* [Data for processing]
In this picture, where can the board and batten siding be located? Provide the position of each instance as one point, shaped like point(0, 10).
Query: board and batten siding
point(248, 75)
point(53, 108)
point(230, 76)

* [Work to be completed] All the entries must be retyped exactly.

* [Result of this exercise]
In this picture, where can the board and batten siding be located? Provide the position of each instance as one point, shaped like point(0, 10).
Query: board and batten siding
point(248, 75)
point(53, 108)
point(230, 76)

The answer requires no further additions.